═══ Page text ═══
Listen to your customers and use all the tools available to create several ways which enables them to share what was good (and bad) without pushing them to jump through hoops. Keep it simple. At Budbee, we ask all of our customers to rate their delivery experience after they have received their goods. This not only gives us a brilliant tool to coach our drivers (old and new), but also the ability to constantly monitor feedback which can sometimes spark new ideas and features.
As a part of my series about the five things a business should do to create a Wow! customer experience, I had the pleasure of interviewing Fredrik Hamilton, CEO and Founder of Budbee.
Having been frustrated by the inefficiency of last mile delivery services, Fredrik founded Budbee in 2015. The company initially concentrated on last-mile deliveries for groceries and then, following angel investor backing, developed logtech software and an infrastructure to develop a modern last-mile logistics service for Stockholm. In late 2016 the company started to focus solely on e-commerce packages, operating home deliveries for e-retailers such as Apotea and Bangerhead. Following Stockholm success, Budbee expanded to Malmö and Gothenburg in 2017.
═══ Information provided ═══
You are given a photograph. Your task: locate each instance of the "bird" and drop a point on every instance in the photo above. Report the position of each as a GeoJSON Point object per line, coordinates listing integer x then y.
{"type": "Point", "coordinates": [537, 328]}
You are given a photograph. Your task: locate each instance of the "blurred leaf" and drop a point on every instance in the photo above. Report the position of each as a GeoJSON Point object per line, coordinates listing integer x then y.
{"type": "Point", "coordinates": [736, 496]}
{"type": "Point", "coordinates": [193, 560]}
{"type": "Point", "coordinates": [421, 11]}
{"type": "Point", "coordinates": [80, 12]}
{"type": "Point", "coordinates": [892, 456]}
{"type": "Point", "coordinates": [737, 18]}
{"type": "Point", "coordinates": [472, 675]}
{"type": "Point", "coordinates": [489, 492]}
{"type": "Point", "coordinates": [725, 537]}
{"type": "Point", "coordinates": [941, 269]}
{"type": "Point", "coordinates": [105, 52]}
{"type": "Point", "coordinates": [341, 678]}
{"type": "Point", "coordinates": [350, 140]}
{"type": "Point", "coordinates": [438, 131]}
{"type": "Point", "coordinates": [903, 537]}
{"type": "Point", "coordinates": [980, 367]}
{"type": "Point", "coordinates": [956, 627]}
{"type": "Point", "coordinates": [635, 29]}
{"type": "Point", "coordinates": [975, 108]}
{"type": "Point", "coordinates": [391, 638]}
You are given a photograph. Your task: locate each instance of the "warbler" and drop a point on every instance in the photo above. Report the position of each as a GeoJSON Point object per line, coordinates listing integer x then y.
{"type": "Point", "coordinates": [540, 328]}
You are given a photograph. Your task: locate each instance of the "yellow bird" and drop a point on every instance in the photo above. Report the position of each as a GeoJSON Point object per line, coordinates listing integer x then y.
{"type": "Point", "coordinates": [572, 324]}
═══
Carry on the Budbee interview from its final sentence. The material plays no part in this exercise.

◆ Answer to this exercise:
Thank you so much for joining us! Our readers would love to “get to know you” a bit better. Can you tell us a bit about your ‘backstory’ and how you got started?
Budbee is a Swedish logtech company which I founded in 2015 when I became increasingly frustrated by the inefficiency of last mile delivery services. Our company offers a sustainably focused delivery service committed to maximising the efficiency of ‘the last mile’: the final step in the process of a product’s journey from the warehouse shelf to the customer’s doorstep.
Prior to founding the company, I studied at the Stockholm School of Economics and travelled to Turkey to work for Rocket internet. Within less than a year after I returned to Sweden, I started what is now Budbee, which initially concentrated on last-mile deliveries for groceries. Then, following angel investor backing, we developed logtech software and infrastructure to develop a modern last-mile logistics service for Stockholm.
In late 2016, the company started to focus solely on e-commerce packages, operating home deliveries for e-retailers such as Apotea and Bangerhead. Following success in Stockholm, Budbee then expanded to Malmö and Gothenburg in 2017. Since then, the company has gone from strength to strength following its inception into the Swedish market we quickly expanded our operations into Finland, Denmark, and The Netherlands where collectively we deliver millions of parcels every month either to home addresses or to our Budbee boxes. By the end of 2020, we plan to have 26,000 delivery lockers (contained within 400 Budbee Boxes) installed across Sweden alone.
Can you share a story about the funniest mistake you made when you were first starting? Can you tell us what lessons or ‘take aways’ you learned from that?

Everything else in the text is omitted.